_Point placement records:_

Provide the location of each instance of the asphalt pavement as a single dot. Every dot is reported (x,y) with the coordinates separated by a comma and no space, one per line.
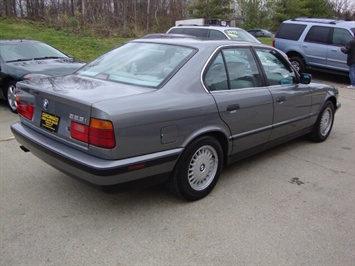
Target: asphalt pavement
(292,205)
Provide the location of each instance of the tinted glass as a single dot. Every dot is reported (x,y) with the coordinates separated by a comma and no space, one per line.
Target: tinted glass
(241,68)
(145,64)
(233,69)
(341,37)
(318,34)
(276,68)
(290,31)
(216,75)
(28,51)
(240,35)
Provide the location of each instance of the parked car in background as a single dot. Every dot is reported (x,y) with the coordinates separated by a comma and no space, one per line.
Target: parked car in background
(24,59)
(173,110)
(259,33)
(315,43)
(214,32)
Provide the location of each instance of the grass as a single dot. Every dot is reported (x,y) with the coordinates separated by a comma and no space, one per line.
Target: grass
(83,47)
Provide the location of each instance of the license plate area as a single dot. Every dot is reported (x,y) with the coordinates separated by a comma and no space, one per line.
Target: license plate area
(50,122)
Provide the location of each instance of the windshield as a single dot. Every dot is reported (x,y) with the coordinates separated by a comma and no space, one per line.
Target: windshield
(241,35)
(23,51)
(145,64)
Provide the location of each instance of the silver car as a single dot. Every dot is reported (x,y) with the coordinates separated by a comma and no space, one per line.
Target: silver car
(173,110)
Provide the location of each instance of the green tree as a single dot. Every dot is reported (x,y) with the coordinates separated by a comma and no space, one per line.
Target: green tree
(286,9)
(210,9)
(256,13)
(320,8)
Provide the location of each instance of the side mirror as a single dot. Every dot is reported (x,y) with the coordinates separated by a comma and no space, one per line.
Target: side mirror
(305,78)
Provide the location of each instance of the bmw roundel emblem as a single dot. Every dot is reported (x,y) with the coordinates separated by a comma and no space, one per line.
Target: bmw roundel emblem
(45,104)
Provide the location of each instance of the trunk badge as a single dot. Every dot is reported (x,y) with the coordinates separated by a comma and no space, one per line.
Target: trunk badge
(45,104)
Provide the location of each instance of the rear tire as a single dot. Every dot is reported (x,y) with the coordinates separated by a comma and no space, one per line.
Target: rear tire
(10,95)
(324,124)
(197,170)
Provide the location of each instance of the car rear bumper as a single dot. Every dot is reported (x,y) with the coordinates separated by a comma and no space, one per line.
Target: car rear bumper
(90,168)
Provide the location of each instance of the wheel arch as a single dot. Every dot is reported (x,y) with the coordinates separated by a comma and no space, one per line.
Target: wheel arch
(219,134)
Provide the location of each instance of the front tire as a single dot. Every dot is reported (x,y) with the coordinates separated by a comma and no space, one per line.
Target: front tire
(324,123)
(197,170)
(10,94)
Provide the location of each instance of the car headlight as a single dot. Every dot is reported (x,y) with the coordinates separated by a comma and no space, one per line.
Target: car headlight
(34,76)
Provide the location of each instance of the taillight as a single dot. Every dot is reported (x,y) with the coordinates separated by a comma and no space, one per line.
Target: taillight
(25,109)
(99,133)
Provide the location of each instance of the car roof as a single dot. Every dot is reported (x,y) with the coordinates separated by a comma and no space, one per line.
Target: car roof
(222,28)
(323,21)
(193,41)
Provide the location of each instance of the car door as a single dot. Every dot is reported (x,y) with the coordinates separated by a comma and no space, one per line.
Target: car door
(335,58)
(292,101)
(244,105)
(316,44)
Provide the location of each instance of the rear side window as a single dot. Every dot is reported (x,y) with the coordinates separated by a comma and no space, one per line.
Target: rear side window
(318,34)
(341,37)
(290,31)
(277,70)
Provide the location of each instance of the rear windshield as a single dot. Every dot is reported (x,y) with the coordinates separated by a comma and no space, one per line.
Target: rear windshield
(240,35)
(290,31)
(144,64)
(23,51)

...

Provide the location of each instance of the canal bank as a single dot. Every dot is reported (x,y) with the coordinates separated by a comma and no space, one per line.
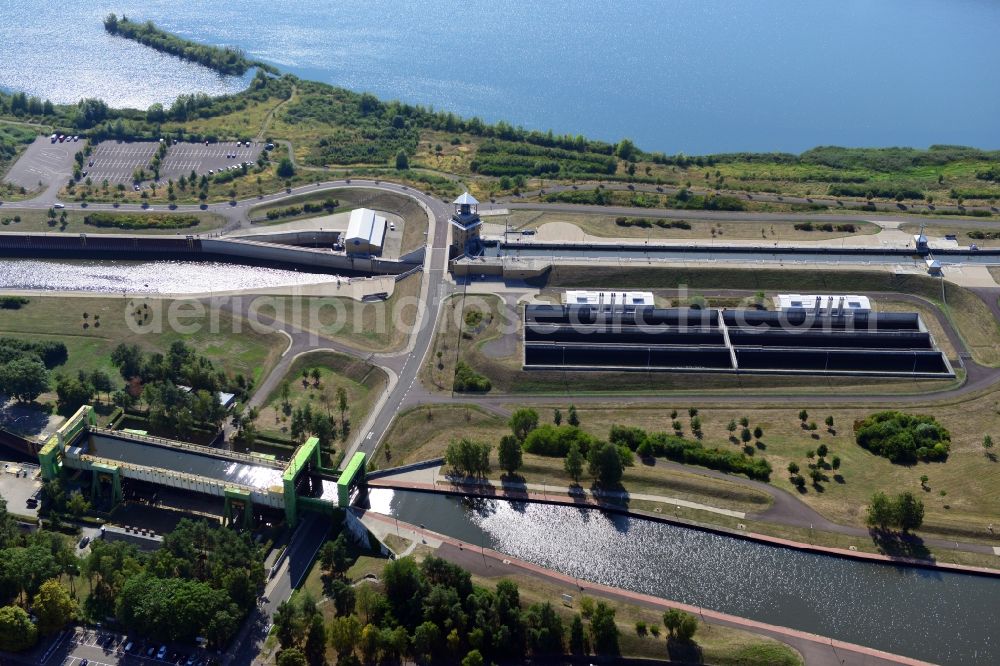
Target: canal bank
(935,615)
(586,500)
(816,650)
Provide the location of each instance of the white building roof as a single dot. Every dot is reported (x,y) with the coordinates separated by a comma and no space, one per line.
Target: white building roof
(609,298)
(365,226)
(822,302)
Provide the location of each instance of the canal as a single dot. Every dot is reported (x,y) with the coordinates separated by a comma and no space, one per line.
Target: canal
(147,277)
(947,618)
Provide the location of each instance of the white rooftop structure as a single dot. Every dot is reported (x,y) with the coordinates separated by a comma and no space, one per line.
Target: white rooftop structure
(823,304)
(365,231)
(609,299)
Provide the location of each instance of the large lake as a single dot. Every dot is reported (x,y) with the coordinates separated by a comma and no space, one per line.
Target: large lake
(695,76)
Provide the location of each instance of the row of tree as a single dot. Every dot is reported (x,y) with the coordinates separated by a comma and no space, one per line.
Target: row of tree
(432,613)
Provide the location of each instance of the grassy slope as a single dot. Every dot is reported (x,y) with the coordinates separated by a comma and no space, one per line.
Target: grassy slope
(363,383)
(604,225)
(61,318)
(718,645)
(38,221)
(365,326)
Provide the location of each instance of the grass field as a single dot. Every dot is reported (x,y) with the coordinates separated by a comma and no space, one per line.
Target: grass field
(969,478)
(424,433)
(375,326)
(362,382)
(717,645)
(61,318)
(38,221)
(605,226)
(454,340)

==

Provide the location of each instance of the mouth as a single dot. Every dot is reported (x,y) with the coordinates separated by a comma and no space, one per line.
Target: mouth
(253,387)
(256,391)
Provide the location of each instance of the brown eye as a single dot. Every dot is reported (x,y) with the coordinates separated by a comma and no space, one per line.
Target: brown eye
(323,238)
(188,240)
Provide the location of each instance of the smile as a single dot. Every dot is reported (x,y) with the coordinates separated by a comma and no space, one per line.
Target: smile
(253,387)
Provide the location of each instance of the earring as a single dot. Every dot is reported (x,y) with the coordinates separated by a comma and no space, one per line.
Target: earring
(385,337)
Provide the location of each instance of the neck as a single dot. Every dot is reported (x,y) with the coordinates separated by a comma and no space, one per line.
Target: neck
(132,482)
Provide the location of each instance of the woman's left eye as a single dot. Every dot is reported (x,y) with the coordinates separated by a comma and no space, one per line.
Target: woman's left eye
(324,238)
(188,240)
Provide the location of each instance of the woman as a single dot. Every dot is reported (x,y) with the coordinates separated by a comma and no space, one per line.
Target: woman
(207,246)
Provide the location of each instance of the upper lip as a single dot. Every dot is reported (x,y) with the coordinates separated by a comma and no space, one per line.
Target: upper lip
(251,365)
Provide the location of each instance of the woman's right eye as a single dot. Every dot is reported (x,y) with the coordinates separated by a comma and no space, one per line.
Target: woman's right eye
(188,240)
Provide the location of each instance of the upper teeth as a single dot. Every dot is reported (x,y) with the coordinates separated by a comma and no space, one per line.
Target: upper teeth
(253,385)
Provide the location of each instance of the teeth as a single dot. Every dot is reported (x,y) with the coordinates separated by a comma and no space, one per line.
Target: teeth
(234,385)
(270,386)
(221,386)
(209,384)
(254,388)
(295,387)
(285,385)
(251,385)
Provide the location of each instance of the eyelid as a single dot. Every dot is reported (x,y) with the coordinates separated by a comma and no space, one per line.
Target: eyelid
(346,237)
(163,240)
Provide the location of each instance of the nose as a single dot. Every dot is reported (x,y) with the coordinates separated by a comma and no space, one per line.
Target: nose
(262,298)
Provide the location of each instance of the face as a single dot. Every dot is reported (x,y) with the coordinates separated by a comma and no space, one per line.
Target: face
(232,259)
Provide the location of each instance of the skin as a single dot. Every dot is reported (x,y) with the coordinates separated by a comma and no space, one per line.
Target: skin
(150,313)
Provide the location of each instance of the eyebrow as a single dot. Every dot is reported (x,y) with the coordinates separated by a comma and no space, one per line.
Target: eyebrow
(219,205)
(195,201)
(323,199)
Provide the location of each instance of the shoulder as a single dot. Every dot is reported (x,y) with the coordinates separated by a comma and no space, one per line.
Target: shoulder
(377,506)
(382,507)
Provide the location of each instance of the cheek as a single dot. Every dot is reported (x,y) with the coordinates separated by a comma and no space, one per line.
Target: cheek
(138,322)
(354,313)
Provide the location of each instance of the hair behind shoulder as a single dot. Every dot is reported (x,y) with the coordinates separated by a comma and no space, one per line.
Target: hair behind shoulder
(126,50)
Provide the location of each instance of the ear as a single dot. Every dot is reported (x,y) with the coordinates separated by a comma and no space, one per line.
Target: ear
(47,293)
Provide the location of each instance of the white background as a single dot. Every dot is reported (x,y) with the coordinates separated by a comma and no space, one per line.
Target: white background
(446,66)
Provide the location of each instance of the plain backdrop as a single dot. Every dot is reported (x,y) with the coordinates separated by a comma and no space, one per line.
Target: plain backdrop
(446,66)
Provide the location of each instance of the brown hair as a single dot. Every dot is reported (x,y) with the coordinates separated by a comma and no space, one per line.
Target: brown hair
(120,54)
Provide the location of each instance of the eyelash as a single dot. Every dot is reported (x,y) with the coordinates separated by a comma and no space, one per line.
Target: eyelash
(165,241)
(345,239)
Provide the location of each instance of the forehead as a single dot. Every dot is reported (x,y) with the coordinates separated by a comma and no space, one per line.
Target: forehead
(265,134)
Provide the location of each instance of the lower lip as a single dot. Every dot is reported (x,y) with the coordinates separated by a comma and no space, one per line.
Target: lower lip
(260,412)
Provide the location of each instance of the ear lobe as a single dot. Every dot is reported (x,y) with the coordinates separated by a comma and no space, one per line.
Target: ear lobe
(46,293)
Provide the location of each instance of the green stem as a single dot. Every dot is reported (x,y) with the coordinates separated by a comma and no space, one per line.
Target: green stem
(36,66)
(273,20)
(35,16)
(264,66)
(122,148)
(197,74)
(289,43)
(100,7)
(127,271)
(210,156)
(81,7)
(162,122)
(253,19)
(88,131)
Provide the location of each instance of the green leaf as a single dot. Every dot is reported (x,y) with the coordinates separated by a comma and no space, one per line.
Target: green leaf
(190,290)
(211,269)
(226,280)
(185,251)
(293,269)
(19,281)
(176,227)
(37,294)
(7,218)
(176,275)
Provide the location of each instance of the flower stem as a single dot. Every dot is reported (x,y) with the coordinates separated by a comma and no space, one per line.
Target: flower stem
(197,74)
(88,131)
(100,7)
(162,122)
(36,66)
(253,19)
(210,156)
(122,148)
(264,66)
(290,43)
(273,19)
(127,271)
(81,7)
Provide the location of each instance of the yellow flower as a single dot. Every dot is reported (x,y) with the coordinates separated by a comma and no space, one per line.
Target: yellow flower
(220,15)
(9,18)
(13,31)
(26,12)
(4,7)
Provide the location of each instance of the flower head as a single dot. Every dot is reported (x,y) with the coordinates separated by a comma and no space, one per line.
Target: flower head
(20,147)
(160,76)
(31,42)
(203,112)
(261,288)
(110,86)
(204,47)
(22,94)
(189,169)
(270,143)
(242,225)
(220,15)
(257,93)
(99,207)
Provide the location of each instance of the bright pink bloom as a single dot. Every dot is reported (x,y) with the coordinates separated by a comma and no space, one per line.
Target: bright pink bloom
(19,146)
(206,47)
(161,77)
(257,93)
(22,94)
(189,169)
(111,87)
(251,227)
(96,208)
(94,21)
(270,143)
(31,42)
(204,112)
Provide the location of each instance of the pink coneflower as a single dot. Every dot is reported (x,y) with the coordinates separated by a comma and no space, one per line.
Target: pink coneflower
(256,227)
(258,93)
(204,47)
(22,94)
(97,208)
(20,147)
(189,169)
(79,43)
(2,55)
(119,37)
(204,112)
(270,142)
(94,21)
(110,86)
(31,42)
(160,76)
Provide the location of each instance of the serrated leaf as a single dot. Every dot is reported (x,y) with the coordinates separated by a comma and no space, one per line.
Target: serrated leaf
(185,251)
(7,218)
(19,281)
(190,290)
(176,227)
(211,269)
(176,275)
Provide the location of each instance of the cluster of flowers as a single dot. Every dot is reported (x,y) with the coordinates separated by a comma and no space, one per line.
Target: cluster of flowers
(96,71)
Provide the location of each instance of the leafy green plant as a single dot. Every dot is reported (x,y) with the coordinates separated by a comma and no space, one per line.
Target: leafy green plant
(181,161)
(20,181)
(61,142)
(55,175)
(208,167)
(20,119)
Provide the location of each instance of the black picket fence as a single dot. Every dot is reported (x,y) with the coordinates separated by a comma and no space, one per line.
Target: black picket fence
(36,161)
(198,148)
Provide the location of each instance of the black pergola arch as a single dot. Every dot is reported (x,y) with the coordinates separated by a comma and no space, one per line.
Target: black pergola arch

_TASK DESCRIPTION:_ List every line of the material above that contains the string "taillight", reproducing each such line in full.

_COMPLETED EXERCISE:_
Provide the location of each instance of the taillight as a single dot. Every dot is reported (x,y) with the coordinates separated by a comma and no space, one per line.
Target: taillight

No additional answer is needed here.